--- TEXT SEGMENT ---
OK, so it's not that bad, but it is chaotic, frustrating, and intensely stressful. Romans, it is often said, drive like maniacs, but this isn't entirely true. Only half of them drive like maniacs. The other half are merely driving extremely aggressively and according to Italian traffic laws and norms, which you simply aren't used to.

My advice: if you do arrive by car, fight your way to your hotel garage or a public lot (detailed below), dispose of the car as quickly as possible, and spend your time in Rome blessedly car-free. (Similarly, if you are planning to rent a car for part of your Italy vacation—perhaps to visit hilltowns of Tuscany en route to Florence —arrange to pick it up on your last day in Rome and use it only to drive out of the city.)

Rome is not a city to drive in. There simply is no street parking in the historic center, and everything you want to see you can get to by foot or on public transportation (mostly by bus, a little by Metro/subway).
--- DATA SUPPLIED ---
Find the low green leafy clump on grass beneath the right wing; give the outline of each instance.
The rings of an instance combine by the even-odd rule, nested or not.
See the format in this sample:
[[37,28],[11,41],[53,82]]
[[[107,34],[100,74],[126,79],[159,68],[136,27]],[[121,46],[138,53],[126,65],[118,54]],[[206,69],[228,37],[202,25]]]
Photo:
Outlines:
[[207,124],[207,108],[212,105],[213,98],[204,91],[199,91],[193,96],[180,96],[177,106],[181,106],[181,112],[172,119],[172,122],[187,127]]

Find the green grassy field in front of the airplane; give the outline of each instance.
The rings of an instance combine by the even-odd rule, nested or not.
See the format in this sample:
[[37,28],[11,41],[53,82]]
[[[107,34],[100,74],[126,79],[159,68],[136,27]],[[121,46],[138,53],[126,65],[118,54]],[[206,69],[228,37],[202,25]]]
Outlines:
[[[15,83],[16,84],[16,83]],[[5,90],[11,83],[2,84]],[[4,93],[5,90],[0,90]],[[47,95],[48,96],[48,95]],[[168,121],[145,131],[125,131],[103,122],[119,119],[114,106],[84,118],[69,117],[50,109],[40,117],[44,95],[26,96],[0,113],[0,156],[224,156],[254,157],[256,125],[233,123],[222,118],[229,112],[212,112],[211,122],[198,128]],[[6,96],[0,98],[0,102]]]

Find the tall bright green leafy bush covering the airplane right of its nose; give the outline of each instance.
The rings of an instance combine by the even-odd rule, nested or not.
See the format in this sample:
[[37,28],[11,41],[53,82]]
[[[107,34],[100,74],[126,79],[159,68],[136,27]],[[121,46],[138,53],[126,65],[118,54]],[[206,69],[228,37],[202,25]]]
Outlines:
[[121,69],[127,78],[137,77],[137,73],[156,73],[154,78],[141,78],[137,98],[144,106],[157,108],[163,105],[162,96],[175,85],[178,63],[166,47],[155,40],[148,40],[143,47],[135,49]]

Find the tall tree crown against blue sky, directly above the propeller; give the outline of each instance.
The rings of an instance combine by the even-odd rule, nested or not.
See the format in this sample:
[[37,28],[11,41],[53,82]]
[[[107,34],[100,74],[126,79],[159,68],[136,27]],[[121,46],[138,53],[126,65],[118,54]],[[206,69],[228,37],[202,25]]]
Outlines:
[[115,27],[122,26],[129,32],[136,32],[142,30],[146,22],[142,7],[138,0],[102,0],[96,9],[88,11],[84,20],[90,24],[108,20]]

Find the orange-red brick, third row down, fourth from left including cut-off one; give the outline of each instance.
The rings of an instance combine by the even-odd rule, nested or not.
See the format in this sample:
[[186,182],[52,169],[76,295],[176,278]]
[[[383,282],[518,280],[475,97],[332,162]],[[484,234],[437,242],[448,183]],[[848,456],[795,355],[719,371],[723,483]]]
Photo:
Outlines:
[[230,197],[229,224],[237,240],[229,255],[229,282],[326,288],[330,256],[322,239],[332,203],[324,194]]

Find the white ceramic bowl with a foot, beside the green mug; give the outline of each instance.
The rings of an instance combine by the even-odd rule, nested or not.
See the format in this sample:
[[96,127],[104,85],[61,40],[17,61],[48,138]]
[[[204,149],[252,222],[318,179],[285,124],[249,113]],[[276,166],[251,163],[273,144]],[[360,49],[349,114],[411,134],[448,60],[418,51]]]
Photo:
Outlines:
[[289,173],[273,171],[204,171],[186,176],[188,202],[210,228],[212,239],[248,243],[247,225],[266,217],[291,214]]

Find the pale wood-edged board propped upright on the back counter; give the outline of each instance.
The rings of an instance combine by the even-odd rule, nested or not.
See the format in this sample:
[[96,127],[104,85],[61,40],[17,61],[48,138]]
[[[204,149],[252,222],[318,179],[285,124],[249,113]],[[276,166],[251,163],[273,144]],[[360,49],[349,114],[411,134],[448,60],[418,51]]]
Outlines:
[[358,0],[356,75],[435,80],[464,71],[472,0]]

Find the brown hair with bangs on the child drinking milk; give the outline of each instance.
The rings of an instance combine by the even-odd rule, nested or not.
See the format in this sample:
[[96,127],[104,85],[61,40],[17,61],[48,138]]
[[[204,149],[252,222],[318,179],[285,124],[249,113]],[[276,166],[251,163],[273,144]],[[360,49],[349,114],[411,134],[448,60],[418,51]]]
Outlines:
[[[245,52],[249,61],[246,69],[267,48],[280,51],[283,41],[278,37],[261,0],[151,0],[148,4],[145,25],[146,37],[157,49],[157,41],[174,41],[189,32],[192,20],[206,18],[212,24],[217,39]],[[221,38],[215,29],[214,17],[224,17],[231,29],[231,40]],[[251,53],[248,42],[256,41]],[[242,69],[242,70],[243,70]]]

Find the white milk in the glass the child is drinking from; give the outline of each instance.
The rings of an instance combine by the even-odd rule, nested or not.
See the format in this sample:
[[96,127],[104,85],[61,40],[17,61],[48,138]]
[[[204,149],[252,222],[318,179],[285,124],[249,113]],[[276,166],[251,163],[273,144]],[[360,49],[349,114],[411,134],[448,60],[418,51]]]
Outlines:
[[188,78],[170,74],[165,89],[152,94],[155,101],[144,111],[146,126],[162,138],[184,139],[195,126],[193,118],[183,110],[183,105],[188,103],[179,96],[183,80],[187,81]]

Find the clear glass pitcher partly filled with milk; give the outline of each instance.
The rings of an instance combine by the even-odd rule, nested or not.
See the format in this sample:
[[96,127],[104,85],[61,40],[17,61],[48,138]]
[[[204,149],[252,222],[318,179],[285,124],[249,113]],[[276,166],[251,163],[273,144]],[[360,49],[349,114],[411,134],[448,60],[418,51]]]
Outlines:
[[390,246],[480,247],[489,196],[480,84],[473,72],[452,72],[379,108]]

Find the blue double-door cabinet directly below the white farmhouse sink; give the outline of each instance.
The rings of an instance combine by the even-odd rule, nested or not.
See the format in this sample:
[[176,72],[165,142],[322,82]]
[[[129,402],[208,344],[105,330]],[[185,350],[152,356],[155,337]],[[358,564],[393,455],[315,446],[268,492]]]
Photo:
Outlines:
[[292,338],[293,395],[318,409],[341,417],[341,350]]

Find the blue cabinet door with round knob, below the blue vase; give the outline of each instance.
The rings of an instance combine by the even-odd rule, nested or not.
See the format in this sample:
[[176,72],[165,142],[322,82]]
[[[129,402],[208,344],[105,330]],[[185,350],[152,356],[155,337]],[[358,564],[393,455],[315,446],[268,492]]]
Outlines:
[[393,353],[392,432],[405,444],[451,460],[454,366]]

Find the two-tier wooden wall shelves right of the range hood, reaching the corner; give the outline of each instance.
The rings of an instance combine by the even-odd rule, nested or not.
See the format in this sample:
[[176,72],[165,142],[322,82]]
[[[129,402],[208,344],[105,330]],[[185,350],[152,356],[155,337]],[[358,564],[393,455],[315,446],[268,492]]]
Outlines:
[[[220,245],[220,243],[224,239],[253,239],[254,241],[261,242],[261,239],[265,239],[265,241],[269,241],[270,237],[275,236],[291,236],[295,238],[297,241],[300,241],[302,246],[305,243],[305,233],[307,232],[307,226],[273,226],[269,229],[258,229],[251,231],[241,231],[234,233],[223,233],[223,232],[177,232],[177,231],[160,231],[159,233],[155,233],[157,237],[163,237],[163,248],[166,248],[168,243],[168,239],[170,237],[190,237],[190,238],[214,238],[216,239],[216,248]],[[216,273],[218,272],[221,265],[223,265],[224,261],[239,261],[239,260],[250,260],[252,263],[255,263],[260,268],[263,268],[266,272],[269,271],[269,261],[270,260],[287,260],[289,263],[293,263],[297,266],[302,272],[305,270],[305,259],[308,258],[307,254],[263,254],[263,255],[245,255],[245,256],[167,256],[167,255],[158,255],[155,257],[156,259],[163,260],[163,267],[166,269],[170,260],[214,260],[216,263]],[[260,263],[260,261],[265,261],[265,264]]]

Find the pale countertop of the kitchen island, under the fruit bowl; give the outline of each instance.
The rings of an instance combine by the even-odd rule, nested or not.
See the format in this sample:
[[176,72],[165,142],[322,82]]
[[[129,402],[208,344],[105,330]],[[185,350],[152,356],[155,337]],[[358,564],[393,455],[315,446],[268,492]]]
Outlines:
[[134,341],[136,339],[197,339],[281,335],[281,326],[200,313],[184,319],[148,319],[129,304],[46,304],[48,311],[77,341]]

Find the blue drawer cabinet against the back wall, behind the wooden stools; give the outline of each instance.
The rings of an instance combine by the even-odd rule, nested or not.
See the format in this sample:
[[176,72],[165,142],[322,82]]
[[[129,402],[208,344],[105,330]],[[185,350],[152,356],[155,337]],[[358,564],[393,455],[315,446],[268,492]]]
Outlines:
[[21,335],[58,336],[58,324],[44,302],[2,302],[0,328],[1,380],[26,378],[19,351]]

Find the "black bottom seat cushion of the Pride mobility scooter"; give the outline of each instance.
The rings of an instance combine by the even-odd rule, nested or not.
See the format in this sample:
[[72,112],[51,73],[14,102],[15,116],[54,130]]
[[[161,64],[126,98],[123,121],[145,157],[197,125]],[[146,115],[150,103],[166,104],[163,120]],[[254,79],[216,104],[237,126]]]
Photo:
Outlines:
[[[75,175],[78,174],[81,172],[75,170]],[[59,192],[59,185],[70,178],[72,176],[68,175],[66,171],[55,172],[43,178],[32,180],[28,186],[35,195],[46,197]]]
---
--- DATA SUPPLIED ---
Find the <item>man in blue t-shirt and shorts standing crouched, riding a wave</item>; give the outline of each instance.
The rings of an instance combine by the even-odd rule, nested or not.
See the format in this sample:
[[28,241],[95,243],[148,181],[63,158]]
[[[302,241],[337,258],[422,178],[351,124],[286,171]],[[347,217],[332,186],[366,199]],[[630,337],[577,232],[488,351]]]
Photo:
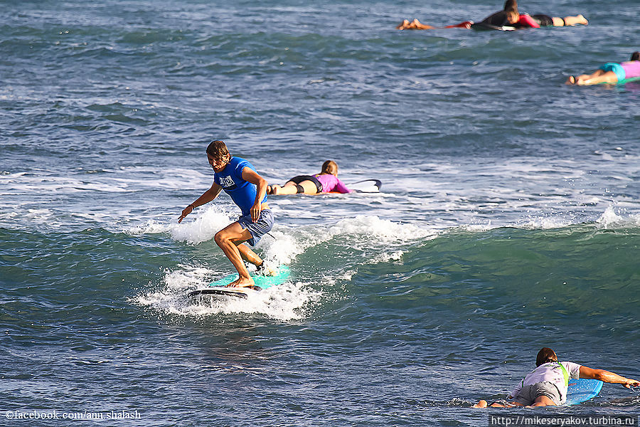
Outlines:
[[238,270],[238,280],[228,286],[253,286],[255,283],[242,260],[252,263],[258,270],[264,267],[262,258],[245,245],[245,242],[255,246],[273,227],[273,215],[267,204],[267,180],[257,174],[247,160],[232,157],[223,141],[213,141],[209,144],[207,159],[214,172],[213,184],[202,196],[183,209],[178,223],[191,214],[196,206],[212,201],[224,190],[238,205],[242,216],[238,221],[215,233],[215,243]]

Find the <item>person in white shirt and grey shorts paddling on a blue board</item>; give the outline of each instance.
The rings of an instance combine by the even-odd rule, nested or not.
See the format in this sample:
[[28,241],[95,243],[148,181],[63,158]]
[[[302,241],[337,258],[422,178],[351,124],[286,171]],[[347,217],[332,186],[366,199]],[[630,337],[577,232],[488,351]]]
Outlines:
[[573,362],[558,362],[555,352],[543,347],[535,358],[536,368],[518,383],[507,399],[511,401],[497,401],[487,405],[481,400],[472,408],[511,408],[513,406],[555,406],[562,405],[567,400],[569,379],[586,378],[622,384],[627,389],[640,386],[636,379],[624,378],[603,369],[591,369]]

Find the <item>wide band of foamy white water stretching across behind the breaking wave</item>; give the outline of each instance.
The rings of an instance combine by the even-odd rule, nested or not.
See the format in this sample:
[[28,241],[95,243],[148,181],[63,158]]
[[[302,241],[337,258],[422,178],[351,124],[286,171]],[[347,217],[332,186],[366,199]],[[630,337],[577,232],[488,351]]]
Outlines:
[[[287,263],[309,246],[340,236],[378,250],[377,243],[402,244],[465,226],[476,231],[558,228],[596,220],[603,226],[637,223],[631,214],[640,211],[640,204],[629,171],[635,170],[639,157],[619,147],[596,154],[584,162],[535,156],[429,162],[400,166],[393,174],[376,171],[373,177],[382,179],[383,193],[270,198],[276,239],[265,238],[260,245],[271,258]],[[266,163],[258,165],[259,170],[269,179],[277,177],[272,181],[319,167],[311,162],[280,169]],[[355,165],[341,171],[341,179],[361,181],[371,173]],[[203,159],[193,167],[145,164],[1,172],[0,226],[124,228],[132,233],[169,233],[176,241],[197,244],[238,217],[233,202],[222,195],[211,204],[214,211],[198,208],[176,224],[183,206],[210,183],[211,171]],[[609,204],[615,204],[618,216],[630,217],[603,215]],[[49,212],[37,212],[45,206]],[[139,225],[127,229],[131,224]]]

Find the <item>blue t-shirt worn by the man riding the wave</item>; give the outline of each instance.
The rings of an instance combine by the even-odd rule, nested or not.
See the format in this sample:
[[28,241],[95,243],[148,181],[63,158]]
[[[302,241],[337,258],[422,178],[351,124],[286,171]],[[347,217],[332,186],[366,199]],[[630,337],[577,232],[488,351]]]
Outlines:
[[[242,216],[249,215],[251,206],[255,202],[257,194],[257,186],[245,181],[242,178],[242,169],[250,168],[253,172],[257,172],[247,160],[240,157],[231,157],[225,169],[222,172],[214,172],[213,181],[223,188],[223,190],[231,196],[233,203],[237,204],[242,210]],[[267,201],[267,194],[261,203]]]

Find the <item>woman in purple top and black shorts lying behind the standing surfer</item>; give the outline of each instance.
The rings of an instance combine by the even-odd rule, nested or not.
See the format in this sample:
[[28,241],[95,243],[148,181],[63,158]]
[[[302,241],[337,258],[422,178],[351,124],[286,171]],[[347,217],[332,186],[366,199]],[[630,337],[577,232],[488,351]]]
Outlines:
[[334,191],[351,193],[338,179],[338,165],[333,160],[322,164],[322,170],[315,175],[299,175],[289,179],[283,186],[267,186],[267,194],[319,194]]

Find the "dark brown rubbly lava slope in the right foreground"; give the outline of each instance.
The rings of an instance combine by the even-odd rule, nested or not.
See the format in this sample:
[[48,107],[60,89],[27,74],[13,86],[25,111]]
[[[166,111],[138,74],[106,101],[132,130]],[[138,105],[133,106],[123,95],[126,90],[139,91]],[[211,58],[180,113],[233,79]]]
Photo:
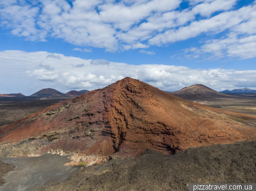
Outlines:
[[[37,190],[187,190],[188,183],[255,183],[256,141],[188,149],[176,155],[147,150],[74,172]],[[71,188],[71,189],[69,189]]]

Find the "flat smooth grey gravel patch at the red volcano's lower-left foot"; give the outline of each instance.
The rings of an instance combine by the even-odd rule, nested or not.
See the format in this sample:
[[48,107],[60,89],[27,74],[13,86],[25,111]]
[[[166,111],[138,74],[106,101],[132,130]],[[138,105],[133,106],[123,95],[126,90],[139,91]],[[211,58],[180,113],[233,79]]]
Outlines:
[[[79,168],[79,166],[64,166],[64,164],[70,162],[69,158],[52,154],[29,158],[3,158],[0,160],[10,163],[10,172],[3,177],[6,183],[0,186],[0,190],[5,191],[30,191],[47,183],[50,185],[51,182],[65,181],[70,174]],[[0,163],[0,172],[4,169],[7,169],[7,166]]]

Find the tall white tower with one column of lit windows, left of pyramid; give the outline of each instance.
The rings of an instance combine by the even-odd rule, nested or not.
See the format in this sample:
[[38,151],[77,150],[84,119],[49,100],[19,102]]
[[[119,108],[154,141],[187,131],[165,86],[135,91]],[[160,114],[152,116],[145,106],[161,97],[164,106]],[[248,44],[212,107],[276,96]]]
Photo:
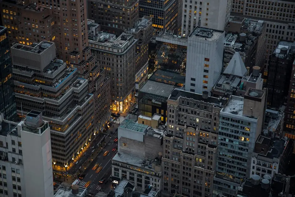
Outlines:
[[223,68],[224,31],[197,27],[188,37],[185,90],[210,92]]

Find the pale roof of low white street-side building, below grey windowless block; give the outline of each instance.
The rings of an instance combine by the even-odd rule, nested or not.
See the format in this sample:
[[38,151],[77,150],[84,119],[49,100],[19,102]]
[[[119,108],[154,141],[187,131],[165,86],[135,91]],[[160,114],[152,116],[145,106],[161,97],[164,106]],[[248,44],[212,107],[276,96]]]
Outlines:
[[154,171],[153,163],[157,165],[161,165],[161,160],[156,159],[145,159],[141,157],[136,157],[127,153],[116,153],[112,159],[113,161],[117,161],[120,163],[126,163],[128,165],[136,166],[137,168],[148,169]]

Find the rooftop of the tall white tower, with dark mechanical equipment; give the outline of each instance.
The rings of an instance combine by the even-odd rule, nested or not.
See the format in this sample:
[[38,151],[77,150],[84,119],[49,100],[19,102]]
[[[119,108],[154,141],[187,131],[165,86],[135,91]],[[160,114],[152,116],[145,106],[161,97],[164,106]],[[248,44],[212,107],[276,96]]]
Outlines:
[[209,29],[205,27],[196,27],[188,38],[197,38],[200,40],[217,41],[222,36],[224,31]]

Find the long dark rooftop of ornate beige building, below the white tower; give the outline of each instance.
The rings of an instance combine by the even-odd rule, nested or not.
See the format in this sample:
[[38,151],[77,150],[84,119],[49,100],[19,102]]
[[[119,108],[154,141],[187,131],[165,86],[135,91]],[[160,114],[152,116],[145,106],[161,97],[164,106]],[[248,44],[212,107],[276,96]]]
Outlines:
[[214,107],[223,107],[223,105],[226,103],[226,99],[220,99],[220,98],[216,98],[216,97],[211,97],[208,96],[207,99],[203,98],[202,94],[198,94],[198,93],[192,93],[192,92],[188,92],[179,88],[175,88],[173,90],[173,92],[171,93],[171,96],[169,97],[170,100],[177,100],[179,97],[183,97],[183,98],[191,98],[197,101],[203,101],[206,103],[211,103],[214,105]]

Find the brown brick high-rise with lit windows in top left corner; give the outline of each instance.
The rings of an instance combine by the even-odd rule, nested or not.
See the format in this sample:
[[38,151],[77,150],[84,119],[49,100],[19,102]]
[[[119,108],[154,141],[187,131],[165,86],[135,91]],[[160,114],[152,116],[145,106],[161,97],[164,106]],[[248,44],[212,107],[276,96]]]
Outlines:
---
--- DATA SUPPLIED ---
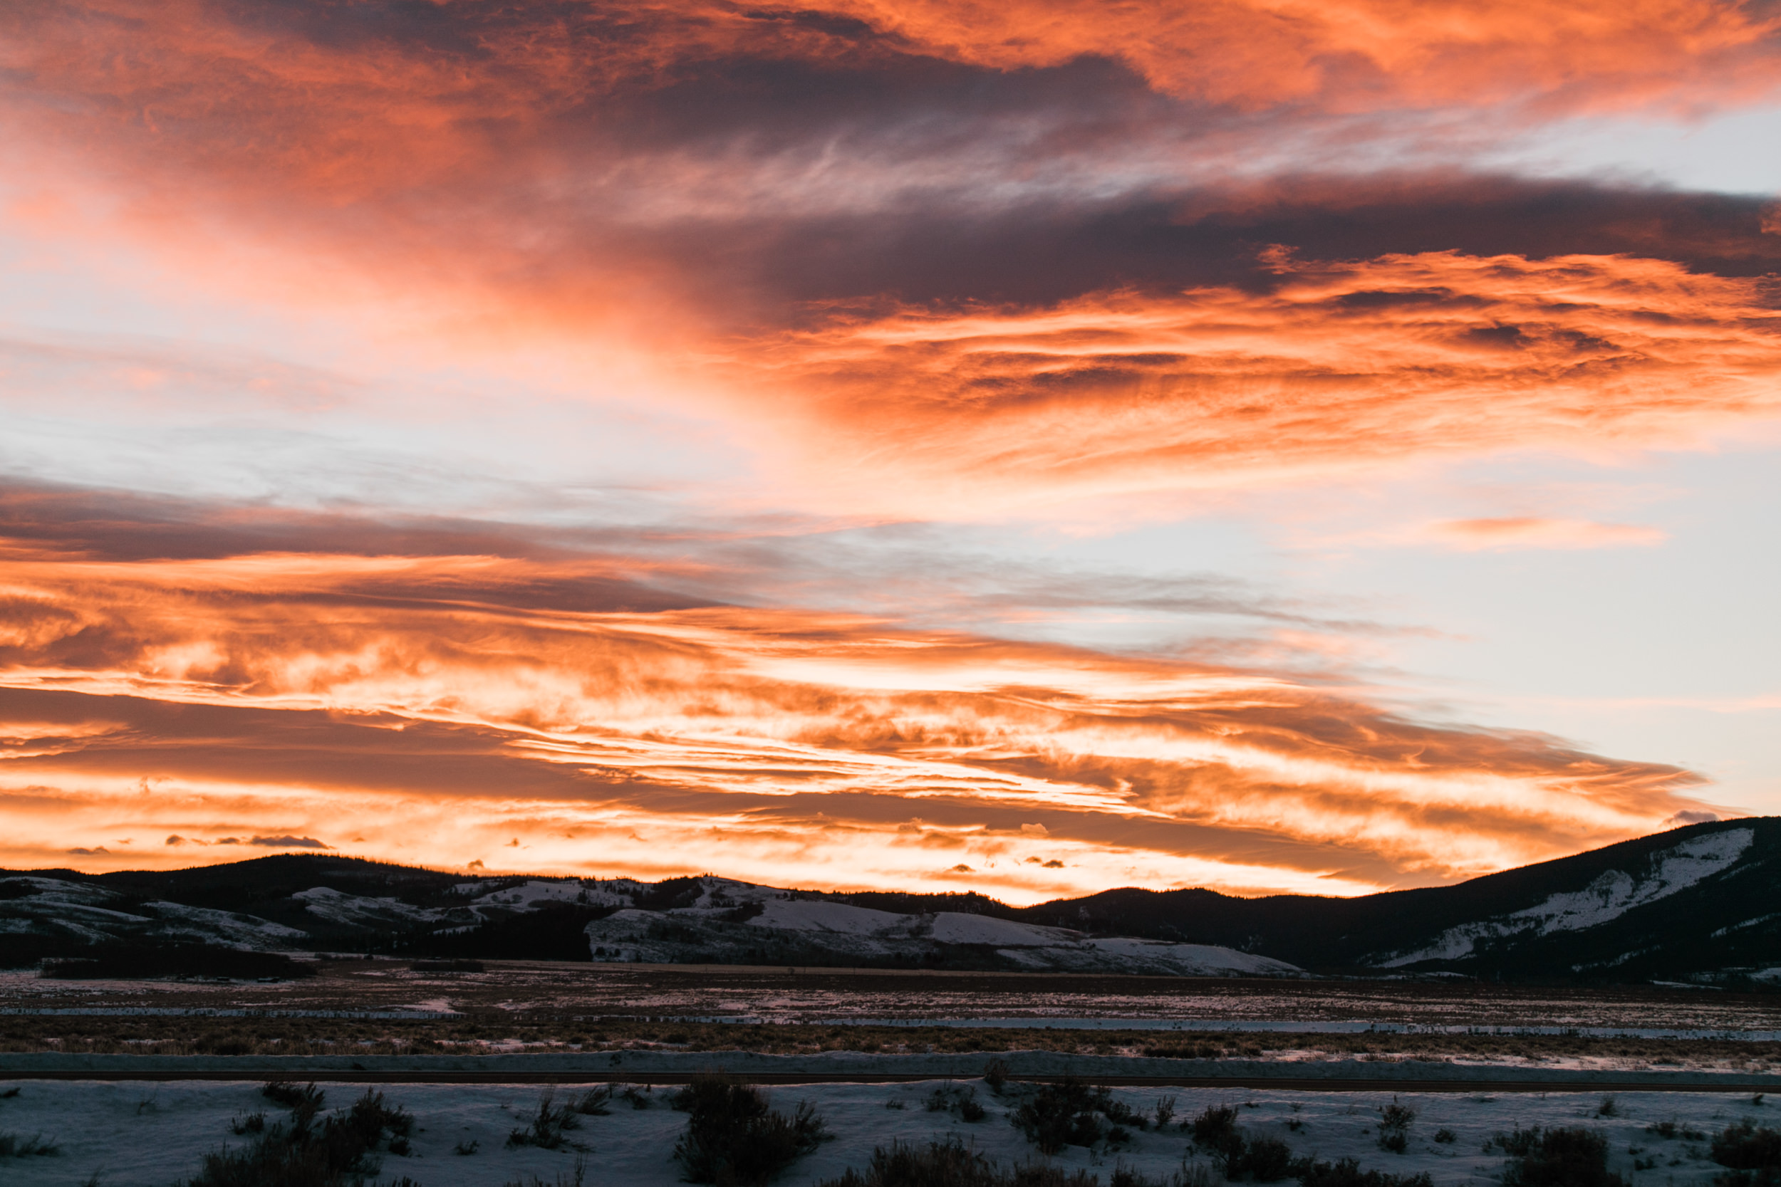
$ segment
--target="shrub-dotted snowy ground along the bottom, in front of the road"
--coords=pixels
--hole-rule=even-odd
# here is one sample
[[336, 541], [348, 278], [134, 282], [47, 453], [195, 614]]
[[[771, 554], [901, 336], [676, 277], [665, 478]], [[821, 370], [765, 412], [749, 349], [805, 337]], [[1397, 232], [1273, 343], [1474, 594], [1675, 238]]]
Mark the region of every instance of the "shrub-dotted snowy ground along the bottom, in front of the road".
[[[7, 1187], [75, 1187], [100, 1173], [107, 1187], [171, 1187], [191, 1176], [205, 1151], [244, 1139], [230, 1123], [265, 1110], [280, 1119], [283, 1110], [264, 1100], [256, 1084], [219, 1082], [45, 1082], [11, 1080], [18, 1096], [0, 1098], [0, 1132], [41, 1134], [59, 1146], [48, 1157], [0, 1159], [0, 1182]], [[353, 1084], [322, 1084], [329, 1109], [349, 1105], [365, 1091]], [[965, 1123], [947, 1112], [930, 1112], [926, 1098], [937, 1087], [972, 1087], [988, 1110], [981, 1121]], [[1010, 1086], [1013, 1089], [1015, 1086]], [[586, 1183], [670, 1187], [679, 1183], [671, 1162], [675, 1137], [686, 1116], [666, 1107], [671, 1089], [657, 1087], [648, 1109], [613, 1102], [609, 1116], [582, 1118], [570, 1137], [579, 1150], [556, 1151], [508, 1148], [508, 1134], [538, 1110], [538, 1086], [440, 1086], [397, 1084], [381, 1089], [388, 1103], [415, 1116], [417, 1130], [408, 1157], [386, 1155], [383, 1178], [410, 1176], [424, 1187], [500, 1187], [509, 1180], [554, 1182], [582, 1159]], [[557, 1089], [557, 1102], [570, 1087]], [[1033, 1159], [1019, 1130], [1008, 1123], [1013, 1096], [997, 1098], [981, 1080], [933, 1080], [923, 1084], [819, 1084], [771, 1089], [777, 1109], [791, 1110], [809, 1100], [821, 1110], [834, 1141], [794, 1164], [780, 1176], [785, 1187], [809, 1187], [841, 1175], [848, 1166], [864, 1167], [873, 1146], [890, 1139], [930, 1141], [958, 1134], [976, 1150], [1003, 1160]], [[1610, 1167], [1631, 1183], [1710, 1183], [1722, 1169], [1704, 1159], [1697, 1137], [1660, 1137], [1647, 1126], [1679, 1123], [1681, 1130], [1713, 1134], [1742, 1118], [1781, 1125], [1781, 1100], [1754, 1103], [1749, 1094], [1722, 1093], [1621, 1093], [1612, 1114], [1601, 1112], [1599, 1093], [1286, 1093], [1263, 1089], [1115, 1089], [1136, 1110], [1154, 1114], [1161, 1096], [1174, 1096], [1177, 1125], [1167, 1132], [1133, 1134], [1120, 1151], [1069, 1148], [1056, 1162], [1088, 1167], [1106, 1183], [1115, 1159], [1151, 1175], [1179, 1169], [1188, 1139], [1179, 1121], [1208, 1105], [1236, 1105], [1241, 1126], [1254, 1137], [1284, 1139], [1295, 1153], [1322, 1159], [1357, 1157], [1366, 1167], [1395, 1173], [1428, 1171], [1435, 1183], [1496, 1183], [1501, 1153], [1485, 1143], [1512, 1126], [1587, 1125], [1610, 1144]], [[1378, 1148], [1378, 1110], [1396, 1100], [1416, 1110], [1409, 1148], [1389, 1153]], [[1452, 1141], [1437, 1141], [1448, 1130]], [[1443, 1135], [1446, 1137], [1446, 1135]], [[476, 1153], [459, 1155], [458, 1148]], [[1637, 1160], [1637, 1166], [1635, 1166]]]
---
**APPLY WHAT YOU READ:**
(a) From the passage on driving in Rome, pull out the stretch from "My advice: if" through "little by Metro/subway)." word for word.
(b) According to the passage on driving in Rome, when should a rental car be picked up if you plan to drive out of the city?
(c) List the words the first sentence of the passage on driving in Rome uses to describe what driving there is like.

**RESPONSES BY TASK:**
(a)
My advice: if you do arrive by car, fight your way to your hotel garage or a public lot (detailed below), dispose of the car as quickly as possible, and spend your time in Rome blessedly car-free. (Similarly, if you are planning to rent a car for part of your Italy vacation—perhaps to visit hilltowns of Tuscany en route to Florence —arrange to pick it up on your last day in Rome and use it only to drive out of the city.)

Rome is not a city to drive in. There simply is no street parking in the historic center, and everything you want to see you can get to by foot or on public transportation (mostly by bus, a little by Metro/subway).

(b) On your last day in Rome.

(c)
- chaotic
- frustrating
- intensely stressful